[The request] Reproduce all of the records below, substituting "Follow this format:" for every occurrence of "Match this form:" and leaving everything else untouched.

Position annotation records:
**********

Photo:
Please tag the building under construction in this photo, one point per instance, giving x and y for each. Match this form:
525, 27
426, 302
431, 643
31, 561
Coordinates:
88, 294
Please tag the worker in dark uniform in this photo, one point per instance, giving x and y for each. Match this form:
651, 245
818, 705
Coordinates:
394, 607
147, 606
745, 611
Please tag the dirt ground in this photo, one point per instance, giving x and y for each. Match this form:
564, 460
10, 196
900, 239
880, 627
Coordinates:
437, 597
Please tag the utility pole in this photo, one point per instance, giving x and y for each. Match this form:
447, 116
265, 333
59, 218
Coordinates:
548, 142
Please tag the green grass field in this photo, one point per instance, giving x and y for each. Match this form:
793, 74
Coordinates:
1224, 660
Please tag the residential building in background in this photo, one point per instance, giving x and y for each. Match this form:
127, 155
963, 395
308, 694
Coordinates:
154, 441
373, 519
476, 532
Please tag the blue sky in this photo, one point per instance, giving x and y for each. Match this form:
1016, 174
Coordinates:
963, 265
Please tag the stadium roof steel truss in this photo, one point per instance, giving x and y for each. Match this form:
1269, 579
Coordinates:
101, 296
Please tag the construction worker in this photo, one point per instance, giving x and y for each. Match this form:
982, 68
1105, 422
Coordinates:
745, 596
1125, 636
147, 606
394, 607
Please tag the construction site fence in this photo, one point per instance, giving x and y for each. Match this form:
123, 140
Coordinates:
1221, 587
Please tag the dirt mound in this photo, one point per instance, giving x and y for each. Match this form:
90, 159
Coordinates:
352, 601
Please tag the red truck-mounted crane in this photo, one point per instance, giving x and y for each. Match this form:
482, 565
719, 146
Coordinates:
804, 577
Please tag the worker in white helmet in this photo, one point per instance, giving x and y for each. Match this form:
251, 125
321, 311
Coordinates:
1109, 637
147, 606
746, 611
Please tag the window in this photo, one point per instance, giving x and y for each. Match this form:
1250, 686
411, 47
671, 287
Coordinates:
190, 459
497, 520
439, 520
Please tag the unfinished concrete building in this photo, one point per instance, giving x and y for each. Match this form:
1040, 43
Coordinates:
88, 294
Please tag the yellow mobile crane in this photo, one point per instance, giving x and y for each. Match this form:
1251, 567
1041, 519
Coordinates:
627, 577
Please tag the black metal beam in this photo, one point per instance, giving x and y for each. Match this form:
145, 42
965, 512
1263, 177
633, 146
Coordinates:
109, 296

**********

[Response to this exercise]
Photo:
Please tag the building under construction in this photo, one point per instance, giving x and y for each. Follow this format:
525, 27
426, 302
431, 643
31, 561
Coordinates:
88, 294
Please tag the worker in dark uniform in this photo, one point per instance, giving x and y for each. Follow this format:
651, 245
818, 705
Coordinates:
394, 607
147, 606
745, 611
Please tag the dirt ground in this photo, one point per instance, giving x and y for each. Follow this format:
564, 460
10, 196
900, 239
880, 627
Coordinates:
437, 597
Please tag the utility pole in this photo, one point per instance, giving x and y for each. Follow this format:
447, 116
265, 333
59, 218
Coordinates:
548, 142
Please tag the green grass field in this photo, one point per instance, giving x and y for each. Follow this format:
793, 74
Coordinates:
1224, 660
Please tag the residential building in background in this photo, one point per instance, giving x and y for each. Follow this format:
127, 155
963, 395
308, 694
Coordinates:
154, 441
373, 519
476, 532
Please tag the blue sky in this photo, one point per instance, giving x and y for each. Follow this format:
1016, 174
Coordinates:
963, 265
Please tag the stadium roof steel truss in this photo, one point per instance, giving x and y for each. Follow this format:
1269, 579
Coordinates:
101, 296
Please tag the construction worker in this photo, one point per instance, giving x and y for each. Follow this format:
982, 68
1105, 422
Coordinates:
745, 596
1125, 636
147, 606
394, 607
Please tag the construction site fence in this photo, one point per instance, giving x and y for each. Follow this format:
123, 140
Coordinates:
1221, 587
Please tag the dirt mound in this photo, one point per instance, giving x and y for each. Follow this format:
90, 159
Coordinates:
352, 601
Please tag the red truck-mounted crane in this photo, one point per instance, giving x and y for each. Follow this format:
482, 565
719, 146
Coordinates:
804, 577
Please tag the worker in white helmet in this photo, one point per instance, giving x and y for each. Follow this format:
251, 125
321, 311
Coordinates:
1109, 637
147, 606
746, 611
Please tag the window in this photo, one point per instance, giving x and y for each. Follow this format:
1250, 686
411, 47
671, 287
Coordinates:
190, 459
497, 520
439, 520
Please tag the unfinished concrete building in this photo, one point per instance, giving x and y for each. Follow this format:
1040, 43
Coordinates:
88, 294
Please tag the yellow mobile crane in this photo, one point per instance, giving x and y for each. Follow this format:
1251, 567
1041, 519
Coordinates:
627, 577
Please tag the black metal beam in this photo, one point per instance, giving x and y for each. Follow this format:
145, 42
965, 512
1263, 177
633, 146
Coordinates:
109, 296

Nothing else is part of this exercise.